Copy each line containing the word "sauce" from the records that follow, please.

Data records:

=== Begin Enclosure ===

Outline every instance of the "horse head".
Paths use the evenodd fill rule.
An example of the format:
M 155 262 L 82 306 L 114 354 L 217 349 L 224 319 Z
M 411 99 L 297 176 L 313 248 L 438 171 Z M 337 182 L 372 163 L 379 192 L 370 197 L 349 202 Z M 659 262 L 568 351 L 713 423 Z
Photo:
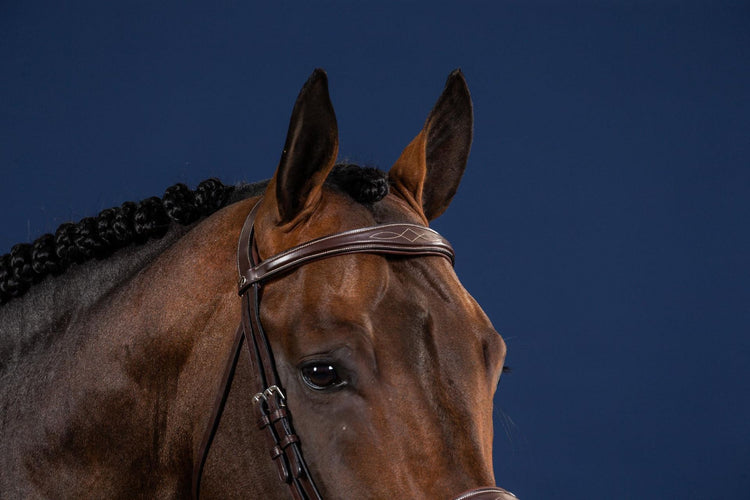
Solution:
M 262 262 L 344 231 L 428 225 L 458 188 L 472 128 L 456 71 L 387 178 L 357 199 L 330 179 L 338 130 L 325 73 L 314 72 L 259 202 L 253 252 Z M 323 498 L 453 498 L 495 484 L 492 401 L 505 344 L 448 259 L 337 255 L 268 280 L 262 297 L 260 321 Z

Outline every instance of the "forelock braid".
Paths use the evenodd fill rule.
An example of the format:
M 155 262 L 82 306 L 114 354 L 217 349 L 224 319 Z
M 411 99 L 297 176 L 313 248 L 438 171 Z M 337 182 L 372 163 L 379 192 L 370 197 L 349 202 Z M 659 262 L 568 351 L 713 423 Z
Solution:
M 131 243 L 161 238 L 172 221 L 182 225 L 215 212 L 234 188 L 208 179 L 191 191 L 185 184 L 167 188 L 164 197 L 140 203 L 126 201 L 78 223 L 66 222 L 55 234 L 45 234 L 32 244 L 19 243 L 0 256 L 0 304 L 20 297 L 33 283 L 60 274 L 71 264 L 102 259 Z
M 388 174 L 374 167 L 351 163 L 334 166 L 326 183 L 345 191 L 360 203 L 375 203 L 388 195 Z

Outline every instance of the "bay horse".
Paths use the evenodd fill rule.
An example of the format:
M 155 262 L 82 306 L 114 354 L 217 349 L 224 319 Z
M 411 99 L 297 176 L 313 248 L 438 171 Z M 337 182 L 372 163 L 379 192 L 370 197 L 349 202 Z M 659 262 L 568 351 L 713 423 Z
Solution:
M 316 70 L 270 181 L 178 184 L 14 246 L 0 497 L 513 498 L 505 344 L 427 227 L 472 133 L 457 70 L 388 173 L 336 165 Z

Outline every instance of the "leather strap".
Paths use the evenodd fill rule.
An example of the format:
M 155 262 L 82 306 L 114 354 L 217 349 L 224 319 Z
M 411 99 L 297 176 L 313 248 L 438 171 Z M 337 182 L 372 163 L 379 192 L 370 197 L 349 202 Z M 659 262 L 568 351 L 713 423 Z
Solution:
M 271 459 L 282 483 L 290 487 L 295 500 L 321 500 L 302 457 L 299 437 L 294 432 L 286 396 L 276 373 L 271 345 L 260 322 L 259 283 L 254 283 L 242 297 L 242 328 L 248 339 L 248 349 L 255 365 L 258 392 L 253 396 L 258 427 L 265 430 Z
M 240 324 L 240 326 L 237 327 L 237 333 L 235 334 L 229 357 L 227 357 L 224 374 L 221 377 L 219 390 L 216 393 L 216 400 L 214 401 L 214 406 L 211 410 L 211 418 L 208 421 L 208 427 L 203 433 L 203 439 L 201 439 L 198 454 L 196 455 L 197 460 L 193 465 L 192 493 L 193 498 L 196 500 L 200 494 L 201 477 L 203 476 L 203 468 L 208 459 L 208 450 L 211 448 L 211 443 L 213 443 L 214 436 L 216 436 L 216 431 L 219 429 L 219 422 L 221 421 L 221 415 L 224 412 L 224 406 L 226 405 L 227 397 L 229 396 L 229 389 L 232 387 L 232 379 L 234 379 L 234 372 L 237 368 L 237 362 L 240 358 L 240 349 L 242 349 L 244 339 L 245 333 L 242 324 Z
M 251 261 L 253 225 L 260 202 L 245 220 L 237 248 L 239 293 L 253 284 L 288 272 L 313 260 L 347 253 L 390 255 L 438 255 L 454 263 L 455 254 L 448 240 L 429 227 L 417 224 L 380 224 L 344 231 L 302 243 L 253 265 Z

=== End Enclosure ===
=== Begin Enclosure ===

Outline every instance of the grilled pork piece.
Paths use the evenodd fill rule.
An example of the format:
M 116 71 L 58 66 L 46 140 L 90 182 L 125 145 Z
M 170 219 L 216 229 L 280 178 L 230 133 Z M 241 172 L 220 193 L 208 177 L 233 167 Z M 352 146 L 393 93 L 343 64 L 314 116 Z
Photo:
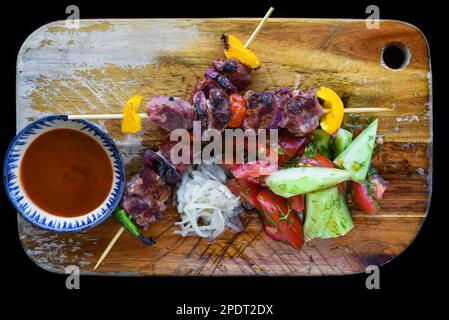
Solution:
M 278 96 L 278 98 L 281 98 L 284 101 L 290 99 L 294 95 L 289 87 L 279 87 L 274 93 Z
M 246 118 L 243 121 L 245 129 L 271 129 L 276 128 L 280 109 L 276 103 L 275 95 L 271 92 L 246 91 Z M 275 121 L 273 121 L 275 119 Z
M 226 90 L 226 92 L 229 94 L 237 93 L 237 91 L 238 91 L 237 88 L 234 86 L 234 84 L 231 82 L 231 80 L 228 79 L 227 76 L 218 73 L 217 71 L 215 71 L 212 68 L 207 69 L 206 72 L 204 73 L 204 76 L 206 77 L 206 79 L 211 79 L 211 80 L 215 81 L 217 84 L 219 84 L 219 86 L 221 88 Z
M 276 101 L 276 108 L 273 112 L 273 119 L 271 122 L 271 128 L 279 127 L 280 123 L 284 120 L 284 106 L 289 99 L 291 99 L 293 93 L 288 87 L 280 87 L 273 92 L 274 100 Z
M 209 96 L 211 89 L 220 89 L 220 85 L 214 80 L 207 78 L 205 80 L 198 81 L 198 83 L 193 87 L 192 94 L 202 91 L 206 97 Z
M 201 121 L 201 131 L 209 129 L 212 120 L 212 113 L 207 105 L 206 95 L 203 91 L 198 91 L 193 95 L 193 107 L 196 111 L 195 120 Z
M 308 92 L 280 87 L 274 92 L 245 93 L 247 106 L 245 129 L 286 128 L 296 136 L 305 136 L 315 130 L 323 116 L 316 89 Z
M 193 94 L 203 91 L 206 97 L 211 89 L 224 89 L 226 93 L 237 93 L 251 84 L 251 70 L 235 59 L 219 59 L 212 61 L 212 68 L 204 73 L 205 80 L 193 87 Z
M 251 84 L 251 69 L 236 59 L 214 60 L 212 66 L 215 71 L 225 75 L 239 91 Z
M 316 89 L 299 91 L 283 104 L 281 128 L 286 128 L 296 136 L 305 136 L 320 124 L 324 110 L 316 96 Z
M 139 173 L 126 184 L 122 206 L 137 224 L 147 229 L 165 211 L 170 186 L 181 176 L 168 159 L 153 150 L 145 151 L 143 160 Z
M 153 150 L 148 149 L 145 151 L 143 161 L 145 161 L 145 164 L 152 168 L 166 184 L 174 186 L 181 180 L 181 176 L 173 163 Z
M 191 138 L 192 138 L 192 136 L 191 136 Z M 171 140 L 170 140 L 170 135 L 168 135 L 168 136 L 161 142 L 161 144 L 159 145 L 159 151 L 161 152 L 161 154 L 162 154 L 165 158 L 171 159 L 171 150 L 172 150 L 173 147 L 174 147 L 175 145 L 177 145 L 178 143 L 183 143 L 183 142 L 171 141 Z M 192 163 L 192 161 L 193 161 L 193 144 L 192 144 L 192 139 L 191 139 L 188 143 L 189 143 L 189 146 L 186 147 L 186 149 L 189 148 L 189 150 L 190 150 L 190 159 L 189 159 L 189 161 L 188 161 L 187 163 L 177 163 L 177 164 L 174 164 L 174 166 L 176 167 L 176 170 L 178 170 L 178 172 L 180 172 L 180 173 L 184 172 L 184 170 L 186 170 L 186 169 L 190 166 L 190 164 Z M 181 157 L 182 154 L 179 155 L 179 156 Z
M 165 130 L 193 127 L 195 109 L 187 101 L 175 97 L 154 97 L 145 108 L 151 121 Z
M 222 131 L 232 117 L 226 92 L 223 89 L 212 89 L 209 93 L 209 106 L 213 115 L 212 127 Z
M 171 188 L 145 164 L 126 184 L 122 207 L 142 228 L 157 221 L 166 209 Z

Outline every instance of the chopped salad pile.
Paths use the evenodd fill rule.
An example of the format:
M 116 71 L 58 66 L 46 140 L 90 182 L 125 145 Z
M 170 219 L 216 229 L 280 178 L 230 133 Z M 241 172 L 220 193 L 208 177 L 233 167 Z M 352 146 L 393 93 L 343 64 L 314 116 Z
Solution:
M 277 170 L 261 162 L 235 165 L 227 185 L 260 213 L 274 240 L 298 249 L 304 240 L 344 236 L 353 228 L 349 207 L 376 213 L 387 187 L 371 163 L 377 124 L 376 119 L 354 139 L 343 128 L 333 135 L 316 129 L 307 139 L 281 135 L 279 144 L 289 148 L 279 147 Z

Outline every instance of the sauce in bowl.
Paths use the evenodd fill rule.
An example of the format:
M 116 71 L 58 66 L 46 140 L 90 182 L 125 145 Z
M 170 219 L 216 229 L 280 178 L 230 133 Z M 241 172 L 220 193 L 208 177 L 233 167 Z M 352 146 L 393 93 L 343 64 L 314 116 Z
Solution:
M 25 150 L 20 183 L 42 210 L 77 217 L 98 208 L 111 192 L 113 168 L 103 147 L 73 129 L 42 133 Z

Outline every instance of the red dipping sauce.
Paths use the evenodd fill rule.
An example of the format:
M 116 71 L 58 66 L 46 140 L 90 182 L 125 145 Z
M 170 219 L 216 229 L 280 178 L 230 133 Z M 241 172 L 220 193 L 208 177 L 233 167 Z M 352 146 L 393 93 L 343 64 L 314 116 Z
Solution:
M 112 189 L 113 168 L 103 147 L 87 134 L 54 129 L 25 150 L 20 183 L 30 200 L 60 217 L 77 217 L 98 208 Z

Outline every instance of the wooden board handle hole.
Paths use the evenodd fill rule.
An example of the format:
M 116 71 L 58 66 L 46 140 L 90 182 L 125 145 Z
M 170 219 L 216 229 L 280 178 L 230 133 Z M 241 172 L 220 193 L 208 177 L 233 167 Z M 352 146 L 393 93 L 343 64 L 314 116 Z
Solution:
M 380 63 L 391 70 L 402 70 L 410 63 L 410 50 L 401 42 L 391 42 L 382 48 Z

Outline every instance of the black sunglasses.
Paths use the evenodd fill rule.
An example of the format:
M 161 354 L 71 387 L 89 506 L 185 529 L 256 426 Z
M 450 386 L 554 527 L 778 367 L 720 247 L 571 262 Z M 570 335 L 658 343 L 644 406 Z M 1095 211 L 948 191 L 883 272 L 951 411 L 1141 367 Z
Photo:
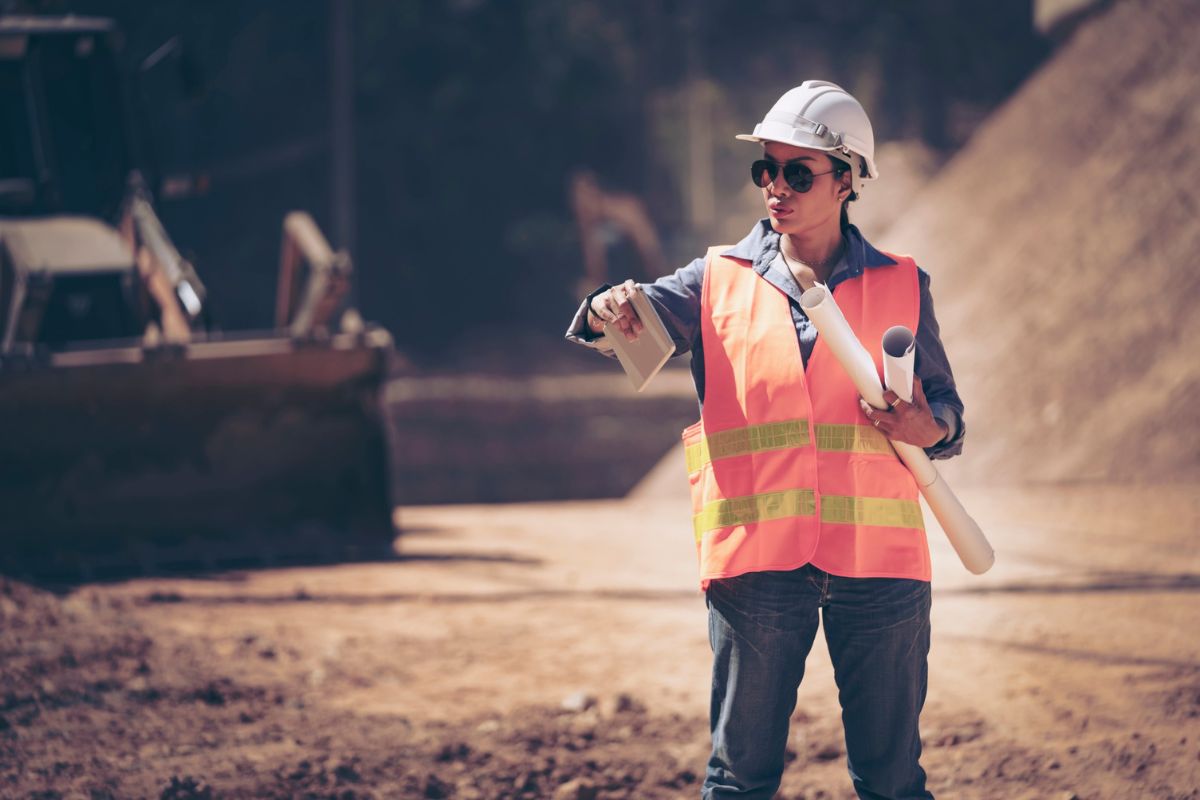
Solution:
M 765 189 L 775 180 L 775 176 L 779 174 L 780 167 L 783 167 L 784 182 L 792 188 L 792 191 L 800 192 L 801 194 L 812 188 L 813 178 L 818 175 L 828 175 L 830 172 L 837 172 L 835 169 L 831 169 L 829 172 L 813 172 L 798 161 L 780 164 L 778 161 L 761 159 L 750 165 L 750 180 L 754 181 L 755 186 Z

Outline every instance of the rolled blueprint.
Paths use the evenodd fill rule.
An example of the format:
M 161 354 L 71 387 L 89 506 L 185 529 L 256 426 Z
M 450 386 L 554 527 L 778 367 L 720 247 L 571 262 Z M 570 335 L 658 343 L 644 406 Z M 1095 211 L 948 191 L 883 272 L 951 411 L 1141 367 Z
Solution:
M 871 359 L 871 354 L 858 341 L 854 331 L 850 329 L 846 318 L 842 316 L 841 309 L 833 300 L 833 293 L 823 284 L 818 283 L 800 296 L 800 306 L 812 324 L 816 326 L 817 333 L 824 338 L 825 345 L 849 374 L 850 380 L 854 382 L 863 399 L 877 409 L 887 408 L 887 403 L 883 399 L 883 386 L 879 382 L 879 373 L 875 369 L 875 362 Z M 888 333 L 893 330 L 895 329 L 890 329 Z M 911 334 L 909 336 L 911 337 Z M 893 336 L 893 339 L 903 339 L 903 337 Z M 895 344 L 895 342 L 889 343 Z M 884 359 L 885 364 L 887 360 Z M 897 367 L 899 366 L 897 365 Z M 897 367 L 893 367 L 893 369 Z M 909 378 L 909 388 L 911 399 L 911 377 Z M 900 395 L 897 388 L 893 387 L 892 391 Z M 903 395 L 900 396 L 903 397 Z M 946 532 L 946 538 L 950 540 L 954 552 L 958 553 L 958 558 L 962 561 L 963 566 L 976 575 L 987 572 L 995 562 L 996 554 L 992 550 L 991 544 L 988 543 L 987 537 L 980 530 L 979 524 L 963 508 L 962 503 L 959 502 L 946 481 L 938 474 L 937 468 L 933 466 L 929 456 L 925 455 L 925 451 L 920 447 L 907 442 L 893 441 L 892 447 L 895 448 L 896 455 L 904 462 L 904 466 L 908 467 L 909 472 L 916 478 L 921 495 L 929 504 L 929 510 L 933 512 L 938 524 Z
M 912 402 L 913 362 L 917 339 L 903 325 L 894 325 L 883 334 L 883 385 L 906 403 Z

=== End Enclosure ===

THE COMPLETED TASK:
Outline every instance of the sauce in bowl.
Outline every instance of the red dipping sauce.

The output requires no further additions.